Aber jetzt zum Festival: Nicht nur die angekündigten drei, sondern
sogar vier Bands bestritten das Programm, das relativ pünktlich mit
der nicht im Programm erwähnten Kölner Multikulticombo Weep not
Child eröffnet wurde. Fette Hip Hop Beats und relaxte Reggae Rhythmen,
begleitet von urbanen Raps und Gesängen aus abwechselnd weiblicher
und männlicher Kehle erwiesen sich als der ideale Opener für
das musikalisch verwöhnte Publikum aus Köln.

Aber dann ging es los mit “Weltmusik”, ein Begriff, mit
dem ich bis heute noch Probleme habe, halt Ethnobeats, oder wie immer man
den Sound aus den weniger kommerziell erschlossenen und verdorbenen Winkeln
dieses Planeten bezeichnen soll. Schon seit über zwei Jahrzehnten
im Geschäft, arbeitete Salif Keita sich über die “Rail Band”
und die “Ambassadeurs” an die Spitze der afrikanischen Musik.
Seine heutige Band ist die Symbiose aus seinen zwei Heimaten: Mali und
Paris. So spielt ein französischer Keyboarder an der Seite eines Meisters
der Kora, wie man ein westafrikanisches Instrument, ähnlich einer
Harfe, nennt. Diese Begegnungen reflektieren sich auch in der Musik von
Salif. Nachdem seine vergangenen Studioprojekte sehr sphärisch und
trotz seiner hervorragenden Stimme teils auch sehr instrumentenlastig waren,
lieferte er im Tanzbrunnen eine sehr rootsige, vom Afropop der Gegenwart
geprägte Aufführung, ein Stil, der eher zu ihm paßt, als
seine vorigen elektronischen Eskapaden.

Sprung über den großen Teich zu Salif Keitas eventuellen
und nach dort verschleppten Vorfahren: Die Gruppe Olodum aus Bahia, Brasilien
schlugen ihre massenhaft mitgebrachten Trommeln. Bei dieser Band darf mensch
nicht den Fehler machen und sich ihren Sound nur anhören, das wäre
zu einseitig. Die Aufführungen sind gleichzeitig immer ein Augenschmaus,
wenn synchron bis zu zwanzig Leute die Felle auf ihren Trommeln und die
Trommelfelle der Zuschauer zum schwingen bringen. Da werden die Trommeln
jongliert und durch die Luft geschleudert, es wird getanzt und mit dem
Publikum gefeixt. So kann man sich einen Vorgeschmack auf den sagenumwobenen
Karneval in Bahia einfangen.

[Eingaben zur Übung]
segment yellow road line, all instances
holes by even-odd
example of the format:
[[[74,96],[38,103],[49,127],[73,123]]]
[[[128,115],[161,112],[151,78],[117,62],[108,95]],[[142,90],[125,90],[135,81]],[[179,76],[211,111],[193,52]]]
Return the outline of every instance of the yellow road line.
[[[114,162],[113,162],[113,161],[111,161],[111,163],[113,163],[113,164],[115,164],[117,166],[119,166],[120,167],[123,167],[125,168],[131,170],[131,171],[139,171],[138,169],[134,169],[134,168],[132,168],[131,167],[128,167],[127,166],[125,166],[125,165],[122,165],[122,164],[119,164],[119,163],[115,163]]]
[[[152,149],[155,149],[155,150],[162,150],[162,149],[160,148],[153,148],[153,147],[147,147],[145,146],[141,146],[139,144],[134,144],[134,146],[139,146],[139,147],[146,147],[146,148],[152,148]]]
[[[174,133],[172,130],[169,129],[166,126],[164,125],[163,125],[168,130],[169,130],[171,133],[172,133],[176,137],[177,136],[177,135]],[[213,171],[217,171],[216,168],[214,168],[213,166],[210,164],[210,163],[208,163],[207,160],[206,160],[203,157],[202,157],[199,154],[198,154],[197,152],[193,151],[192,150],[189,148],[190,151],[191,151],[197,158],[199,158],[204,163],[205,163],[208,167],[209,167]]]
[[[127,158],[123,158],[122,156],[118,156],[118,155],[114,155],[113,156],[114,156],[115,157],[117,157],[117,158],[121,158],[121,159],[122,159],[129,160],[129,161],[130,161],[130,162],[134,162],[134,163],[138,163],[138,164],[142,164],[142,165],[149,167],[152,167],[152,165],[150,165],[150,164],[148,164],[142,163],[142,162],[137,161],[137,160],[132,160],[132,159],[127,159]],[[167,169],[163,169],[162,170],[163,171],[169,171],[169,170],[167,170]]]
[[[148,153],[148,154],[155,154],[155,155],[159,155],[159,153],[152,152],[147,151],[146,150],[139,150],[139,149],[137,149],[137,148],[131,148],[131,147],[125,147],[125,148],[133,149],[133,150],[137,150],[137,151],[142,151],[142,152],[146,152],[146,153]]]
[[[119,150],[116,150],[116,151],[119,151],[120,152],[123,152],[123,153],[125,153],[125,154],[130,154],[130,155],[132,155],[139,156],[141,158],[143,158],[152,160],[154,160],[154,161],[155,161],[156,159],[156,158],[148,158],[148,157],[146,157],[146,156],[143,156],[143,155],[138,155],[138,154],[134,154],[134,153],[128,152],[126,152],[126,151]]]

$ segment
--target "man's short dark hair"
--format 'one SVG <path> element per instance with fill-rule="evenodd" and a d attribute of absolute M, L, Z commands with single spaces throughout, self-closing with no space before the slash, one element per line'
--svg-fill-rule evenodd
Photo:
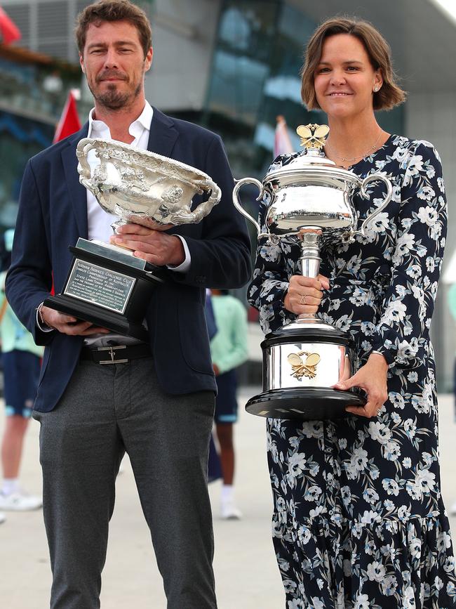
<path fill-rule="evenodd" d="M 89 4 L 78 15 L 76 40 L 82 54 L 87 30 L 90 24 L 100 25 L 103 21 L 128 21 L 138 30 L 145 58 L 152 44 L 152 30 L 147 15 L 130 0 L 100 0 Z"/>

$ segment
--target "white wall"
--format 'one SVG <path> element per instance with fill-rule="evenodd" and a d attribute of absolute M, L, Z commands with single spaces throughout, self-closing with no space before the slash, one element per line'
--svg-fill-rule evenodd
<path fill-rule="evenodd" d="M 410 95 L 406 108 L 405 134 L 429 140 L 438 150 L 443 167 L 449 222 L 443 272 L 456 251 L 456 104 L 451 93 Z M 447 306 L 448 286 L 441 282 L 432 322 L 432 342 L 437 361 L 439 391 L 452 387 L 456 351 L 456 323 Z"/>
<path fill-rule="evenodd" d="M 146 93 L 166 112 L 200 110 L 206 98 L 220 0 L 156 0 Z"/>

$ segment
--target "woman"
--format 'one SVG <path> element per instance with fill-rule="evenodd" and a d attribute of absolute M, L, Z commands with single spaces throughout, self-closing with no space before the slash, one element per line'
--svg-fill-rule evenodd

[Aufgaben]
- 1) Woher stammt laut dem Auszug die Gruppe Olodum?
- 2) Ermittle, in wie vielen Zeilen der Einträge die Zeichenfolge "road" vorkommt, und gib nur die Zahl an.

[Lösungen je Aufgabe]
- 1) Aus Bahia, Brasilien.

- 2) 2